- **Exercise set**
1/ For the interview on writing process, decide whether each statement agrees with it: (a) The writer usually drafts stories on a computer. (b) "Pig Person" appeared in Ligeia. (c) Felisberto Hernández has big plans for what he is going to do. Answer yes or no for each and quote the deciding words.
2/ Write the next part of the interview on writing process, starting after its final sentence.

This also led to a curiosity about the margins—the side alleys where the big books aren’t necessarily being sold; in fact, what you tend to find in them are toy shops, but the toys are made out of the same material and they’re often more beautiful, or at least they make you dream for yourself more. These are my favorite writers. Felisberto Hernández is a wonderful example of this kind of marginal writer because he doesn’t have big plans for what he’s going to do, he just sort of tinkers around until he’s got something that makes him happy—someone falling in love with a balcony, or turning into a horse who then wanders through a school play. And perhaps it’s easier to find these writers, and take them seriously, and want to be one yourself, if you come to them by way of something like weird fiction.
What's your general writing process, from getting the seed of the idea to coaxing it out?
I wake up, take a sheet of printer paper, and write freely by hand with a stubby pencil until something happens. It’s pure spiritualism. Sometimes I get nothing, sometimes I get one sentence that gallops on with a clear voice until I’ve reached the bottom of the page or a natural end point. Most of my stories are very short. I have written longer stories this way, but the more intentional I am about writing, the less success I have with it. I almost never write on a computer until I have a full draft or at least a pretty good sketch.
Sometimes there is more of a seed, but I have to be careful. I often ruin an idea by thinking too much about it, plotting something out, and then being stuck with a firm notion, far removed from the daydream or emotion that provoked it. The firmer the notion, for me, the more it tends toward a naturalist, classical story form that, frankly, I am not suited for. I have written and published a handful of stories like that and they are the ones I look back on with the least satisfaction. I much prefer to have a fainter idea of what I’m doing and to let it unfold as a monologue. There’s a story called “Pig Person” that appeared in Ligeia that is clearly something I wrote, but which I look back on with a measure of surprise because I hardly needed to edit or even really think about it: I just woke up hearing the voice and the sentences stretched out in front of me like train tracks; I was not really conscious of doing any work apart from moving my pencil. It was great. I would happily write like that all the time. But it doesn’t happen often.

- **Extracted records**
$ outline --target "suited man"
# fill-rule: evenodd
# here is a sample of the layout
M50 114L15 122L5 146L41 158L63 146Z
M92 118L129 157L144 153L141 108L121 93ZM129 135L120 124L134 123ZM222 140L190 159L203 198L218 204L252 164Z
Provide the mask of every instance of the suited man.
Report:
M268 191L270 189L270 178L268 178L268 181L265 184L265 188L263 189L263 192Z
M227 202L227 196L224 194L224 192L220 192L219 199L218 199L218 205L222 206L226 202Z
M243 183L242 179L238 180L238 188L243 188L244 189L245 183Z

- **Responses to the exercise**
1/
(a) No: "I almost never write on a computer until I have a full draft or at least a pretty good sketch."
(b) Yes: "There’s a story called “Pig Person” that appeared in Ligeia"
(c) No: "he doesn’t have big plans for what he’s going to do"

2/
Your characters are often quite different from you. How do you briefly inhabit them?
I hope I’m successful at writing quite different characters, but it’s rarely my intention; it only really happens when I’m doing the thing I described above. If I have more of a plan, the protagonist or narrator just turns into me. I’m only mutable when I reject all that. And then it’s quite easy. It’s barely a conscious thing at all.
That said, I think my focus is ultimately on mood and atmosphere, not so much character. My characters are really intended to be like whispery voices you’ve heard in the last moment of dreaming. What I want to convey is the mood of something you’ve just woken up from.
Can you talk a little about your current experience with faith or spirituality? How do you think this affects your writing?
Well, I used to hang around churches out of habit, guilt, longing, and the like, but as I say, I never really had a spiritual life; it was a desire for something lost, continuity or family or childhood: everything had pretty much evaporated at the same time. I had a period of really wanting to situate myself religiously, but it coincided with more desperate things like the immediate need to eat and pay rent (this was at the height of the recession). Little by little, any spiritual ambitions were worn down by the jobs—the many restaurants, the occasional warehouse—and the fear of eviction and starvation. (I also wanted to be a writer at that age, but I stopped trying until I was much more settled, probably for the best.) It didn’t ultimately seem to matter much, since it became obvious that I wasn’t looking for whatever a church might have to offer (apart from free soup).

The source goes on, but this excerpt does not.